* [EXERCISE REQUIREMENTS]:
An exact copy of every entry below is needed.

* [SOURCE INFORMATION]:
---

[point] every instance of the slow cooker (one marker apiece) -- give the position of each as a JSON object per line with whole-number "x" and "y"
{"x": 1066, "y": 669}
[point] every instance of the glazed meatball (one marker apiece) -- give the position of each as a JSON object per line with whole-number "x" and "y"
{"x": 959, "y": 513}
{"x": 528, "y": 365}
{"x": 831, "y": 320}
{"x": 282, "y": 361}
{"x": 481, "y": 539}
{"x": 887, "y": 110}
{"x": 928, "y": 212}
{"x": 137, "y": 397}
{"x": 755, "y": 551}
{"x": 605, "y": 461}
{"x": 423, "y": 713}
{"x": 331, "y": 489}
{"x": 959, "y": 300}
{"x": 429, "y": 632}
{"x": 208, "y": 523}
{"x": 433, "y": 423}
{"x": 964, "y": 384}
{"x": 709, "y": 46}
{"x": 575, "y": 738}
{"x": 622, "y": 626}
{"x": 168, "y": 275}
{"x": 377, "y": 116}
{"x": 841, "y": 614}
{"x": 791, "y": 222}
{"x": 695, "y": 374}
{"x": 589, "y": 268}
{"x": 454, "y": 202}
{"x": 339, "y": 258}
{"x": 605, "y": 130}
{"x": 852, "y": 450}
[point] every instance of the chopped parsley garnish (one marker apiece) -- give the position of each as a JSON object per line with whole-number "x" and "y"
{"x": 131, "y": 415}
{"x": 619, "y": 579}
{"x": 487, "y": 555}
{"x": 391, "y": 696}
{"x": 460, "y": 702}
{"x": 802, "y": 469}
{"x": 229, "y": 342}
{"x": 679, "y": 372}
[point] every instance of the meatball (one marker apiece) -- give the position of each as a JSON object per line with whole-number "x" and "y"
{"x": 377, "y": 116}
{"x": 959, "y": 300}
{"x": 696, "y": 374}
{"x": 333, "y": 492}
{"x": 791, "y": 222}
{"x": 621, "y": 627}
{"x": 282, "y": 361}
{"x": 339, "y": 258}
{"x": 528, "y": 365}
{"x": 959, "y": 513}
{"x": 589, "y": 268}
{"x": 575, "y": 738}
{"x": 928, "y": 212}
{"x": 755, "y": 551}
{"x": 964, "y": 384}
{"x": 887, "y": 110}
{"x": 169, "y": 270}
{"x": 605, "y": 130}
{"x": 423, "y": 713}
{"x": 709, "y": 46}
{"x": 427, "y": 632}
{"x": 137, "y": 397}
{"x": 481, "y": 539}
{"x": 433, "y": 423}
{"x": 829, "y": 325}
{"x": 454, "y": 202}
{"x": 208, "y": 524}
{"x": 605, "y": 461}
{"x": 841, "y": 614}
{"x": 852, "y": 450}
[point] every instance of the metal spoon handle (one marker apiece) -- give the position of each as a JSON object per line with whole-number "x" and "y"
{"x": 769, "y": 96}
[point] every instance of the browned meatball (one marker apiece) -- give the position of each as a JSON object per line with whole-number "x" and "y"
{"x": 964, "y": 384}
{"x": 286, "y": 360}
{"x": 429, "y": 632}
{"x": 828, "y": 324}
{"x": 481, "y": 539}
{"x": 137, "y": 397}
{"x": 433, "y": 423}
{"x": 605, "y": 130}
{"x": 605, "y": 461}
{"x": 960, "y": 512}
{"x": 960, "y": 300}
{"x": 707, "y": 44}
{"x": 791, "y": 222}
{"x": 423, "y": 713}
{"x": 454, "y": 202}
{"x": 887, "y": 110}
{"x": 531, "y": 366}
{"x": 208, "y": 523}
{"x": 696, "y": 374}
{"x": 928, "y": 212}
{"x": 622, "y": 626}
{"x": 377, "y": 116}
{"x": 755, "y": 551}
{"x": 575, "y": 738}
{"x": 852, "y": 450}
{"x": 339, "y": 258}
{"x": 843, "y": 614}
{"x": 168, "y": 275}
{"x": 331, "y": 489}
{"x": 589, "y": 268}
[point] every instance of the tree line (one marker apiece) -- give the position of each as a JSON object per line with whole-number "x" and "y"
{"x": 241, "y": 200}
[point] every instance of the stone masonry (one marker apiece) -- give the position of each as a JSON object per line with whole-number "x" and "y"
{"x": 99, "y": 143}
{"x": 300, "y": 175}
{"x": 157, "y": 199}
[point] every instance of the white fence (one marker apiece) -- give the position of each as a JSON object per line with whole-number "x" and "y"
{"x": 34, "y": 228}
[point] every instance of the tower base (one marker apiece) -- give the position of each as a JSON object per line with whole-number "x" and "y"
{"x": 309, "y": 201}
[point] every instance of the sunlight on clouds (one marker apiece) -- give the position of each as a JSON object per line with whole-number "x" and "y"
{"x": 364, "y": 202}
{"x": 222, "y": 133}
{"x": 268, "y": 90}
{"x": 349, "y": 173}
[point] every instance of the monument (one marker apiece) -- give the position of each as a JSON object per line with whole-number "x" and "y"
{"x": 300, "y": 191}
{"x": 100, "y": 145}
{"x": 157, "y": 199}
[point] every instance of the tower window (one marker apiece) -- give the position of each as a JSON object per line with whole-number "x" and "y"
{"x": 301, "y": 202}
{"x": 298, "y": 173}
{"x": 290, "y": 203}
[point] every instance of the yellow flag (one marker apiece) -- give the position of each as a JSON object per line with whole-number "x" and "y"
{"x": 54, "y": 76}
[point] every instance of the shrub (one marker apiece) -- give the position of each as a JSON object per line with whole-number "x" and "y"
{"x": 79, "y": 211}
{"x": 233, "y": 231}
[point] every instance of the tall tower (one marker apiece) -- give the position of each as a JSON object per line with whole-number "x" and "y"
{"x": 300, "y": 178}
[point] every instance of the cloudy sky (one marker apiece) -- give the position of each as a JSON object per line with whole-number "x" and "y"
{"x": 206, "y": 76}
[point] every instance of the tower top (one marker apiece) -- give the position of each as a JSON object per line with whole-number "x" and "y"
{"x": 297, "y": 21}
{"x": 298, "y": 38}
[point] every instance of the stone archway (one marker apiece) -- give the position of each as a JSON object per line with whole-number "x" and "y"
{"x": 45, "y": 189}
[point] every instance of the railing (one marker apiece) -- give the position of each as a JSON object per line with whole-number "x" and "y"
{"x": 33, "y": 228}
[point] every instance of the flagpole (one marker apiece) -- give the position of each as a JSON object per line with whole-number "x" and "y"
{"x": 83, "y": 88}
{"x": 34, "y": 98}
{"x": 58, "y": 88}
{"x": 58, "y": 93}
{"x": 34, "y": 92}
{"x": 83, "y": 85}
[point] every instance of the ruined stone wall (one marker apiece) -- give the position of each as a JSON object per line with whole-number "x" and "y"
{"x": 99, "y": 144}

---

* [WRITTEN SOLUTION]:
[point] every instance of the slow cooker (one marker apiece) -- give the position of each as a JSON object per line with whole-number "x" and "y"
{"x": 1066, "y": 669}
[point] every instance of the glazed meatball (one marker apiece) -- give the position of each as a JSON object per line with whole-number "x" and "y"
{"x": 959, "y": 513}
{"x": 528, "y": 365}
{"x": 831, "y": 320}
{"x": 282, "y": 361}
{"x": 481, "y": 539}
{"x": 887, "y": 110}
{"x": 928, "y": 212}
{"x": 137, "y": 397}
{"x": 755, "y": 551}
{"x": 605, "y": 461}
{"x": 423, "y": 713}
{"x": 331, "y": 489}
{"x": 959, "y": 300}
{"x": 429, "y": 632}
{"x": 208, "y": 523}
{"x": 433, "y": 423}
{"x": 964, "y": 384}
{"x": 709, "y": 46}
{"x": 575, "y": 738}
{"x": 622, "y": 626}
{"x": 168, "y": 275}
{"x": 377, "y": 116}
{"x": 841, "y": 614}
{"x": 791, "y": 222}
{"x": 695, "y": 374}
{"x": 589, "y": 268}
{"x": 454, "y": 202}
{"x": 339, "y": 258}
{"x": 605, "y": 130}
{"x": 852, "y": 450}
[point] every instance of the chopped parsley garnish (one marker apiece) -- give the position of each as a JSON object per line with whole-number "x" and "y"
{"x": 131, "y": 415}
{"x": 619, "y": 579}
{"x": 487, "y": 555}
{"x": 391, "y": 696}
{"x": 460, "y": 702}
{"x": 802, "y": 469}
{"x": 229, "y": 342}
{"x": 679, "y": 372}
[point] every instance of the meatball (one marker apiece) -- give the position of each as a JSON object per line with whole-number "x" and "y"
{"x": 377, "y": 116}
{"x": 959, "y": 300}
{"x": 696, "y": 374}
{"x": 333, "y": 492}
{"x": 791, "y": 222}
{"x": 621, "y": 627}
{"x": 282, "y": 361}
{"x": 339, "y": 258}
{"x": 528, "y": 365}
{"x": 959, "y": 513}
{"x": 589, "y": 268}
{"x": 575, "y": 738}
{"x": 928, "y": 212}
{"x": 755, "y": 551}
{"x": 964, "y": 384}
{"x": 887, "y": 110}
{"x": 169, "y": 270}
{"x": 605, "y": 130}
{"x": 423, "y": 713}
{"x": 709, "y": 46}
{"x": 427, "y": 632}
{"x": 137, "y": 397}
{"x": 481, "y": 539}
{"x": 433, "y": 423}
{"x": 829, "y": 325}
{"x": 454, "y": 202}
{"x": 208, "y": 524}
{"x": 605, "y": 461}
{"x": 841, "y": 614}
{"x": 852, "y": 450}
[point] every instance of the metal spoon handle (one marker apiece) -- give the position of each as a JSON object per line with whole-number "x" and "y"
{"x": 769, "y": 96}
[point] every instance of the browned meatball (one marker apiece) -- give the position of each as a JSON object per line with whole-number "x" and "y"
{"x": 964, "y": 384}
{"x": 286, "y": 360}
{"x": 429, "y": 632}
{"x": 828, "y": 324}
{"x": 481, "y": 539}
{"x": 137, "y": 397}
{"x": 433, "y": 423}
{"x": 605, "y": 130}
{"x": 605, "y": 461}
{"x": 960, "y": 512}
{"x": 960, "y": 300}
{"x": 707, "y": 44}
{"x": 791, "y": 222}
{"x": 423, "y": 713}
{"x": 454, "y": 202}
{"x": 887, "y": 110}
{"x": 531, "y": 366}
{"x": 208, "y": 523}
{"x": 696, "y": 374}
{"x": 928, "y": 212}
{"x": 622, "y": 626}
{"x": 377, "y": 116}
{"x": 755, "y": 551}
{"x": 575, "y": 738}
{"x": 852, "y": 450}
{"x": 339, "y": 258}
{"x": 843, "y": 614}
{"x": 168, "y": 275}
{"x": 331, "y": 489}
{"x": 589, "y": 268}
[point] every instance of the tree line (one marker apiece) -- give the position of each as a JSON object per line with whole-number "x" and "y"
{"x": 241, "y": 200}
[point] every instance of the stone masonry (one marker apiece) -- give the position of each as a JSON object per line with whole-number "x" and "y"
{"x": 99, "y": 143}
{"x": 300, "y": 175}
{"x": 157, "y": 199}
[point] every instance of the white fence (one marker apiece) -- give the position of each as a JSON object per line with whole-number "x" and "y"
{"x": 34, "y": 228}
[point] every instance of the tower base (one marker apiece) -- give the position of each as a JSON object per line with whole-number "x" and "y"
{"x": 309, "y": 201}
[point] every instance of the sunlight on clouds (one marker apiece) -- give the position of each as a JSON object per line with whole-number "x" and "y"
{"x": 364, "y": 202}
{"x": 222, "y": 133}
{"x": 268, "y": 90}
{"x": 349, "y": 173}
[point] every instance of the monument (one marker apiece) -- give the position of each as a JSON object per line with whole-number "x" and "y"
{"x": 300, "y": 191}
{"x": 100, "y": 145}
{"x": 157, "y": 199}
[point] every instance of the tower window (one marker apiece) -- give the position of each as a JSON object per line with whole-number "x" and "y"
{"x": 301, "y": 202}
{"x": 298, "y": 173}
{"x": 290, "y": 203}
[point] every instance of the yellow flag (one marker apiece) -- give the position of each as a JSON object per line with whole-number "x" and "y"
{"x": 54, "y": 76}
[point] every instance of the shrub (one marker apiece) -- give the position of each as a JSON object per line with whole-number "x" and "y"
{"x": 79, "y": 211}
{"x": 233, "y": 231}
[point] every instance of the tall tower (one marker apiece) -- give the position of each as a JSON object per line with whole-number "x" and "y"
{"x": 300, "y": 178}
[point] every instance of the cloudy sky (one marker apiece) -- give the position of each as a JSON object per line with whole-number "x" and "y"
{"x": 206, "y": 76}
[point] every instance of the tower top (one marker apiece) -- give the position of each as a JSON object per line with whole-number "x" and "y"
{"x": 297, "y": 21}
{"x": 298, "y": 38}
[point] every instance of the stone archway (one marker apiece) -- give the position of each as a JSON object per line with whole-number "x" and "y"
{"x": 45, "y": 189}
[point] every instance of the railing (one marker apiece) -- give the position of each as a JSON object per line with whole-number "x" and "y"
{"x": 33, "y": 228}
[point] every instance of the flagpole (one marker apiece) -- give the position of each as a JSON object per line with whole-number "x" and "y"
{"x": 83, "y": 88}
{"x": 34, "y": 98}
{"x": 58, "y": 88}
{"x": 58, "y": 93}
{"x": 34, "y": 92}
{"x": 83, "y": 85}
[point] every instance of the ruined stone wall (one marker apiece) -- give the position of each as a JSON object per line with whole-number "x" and "y"
{"x": 99, "y": 144}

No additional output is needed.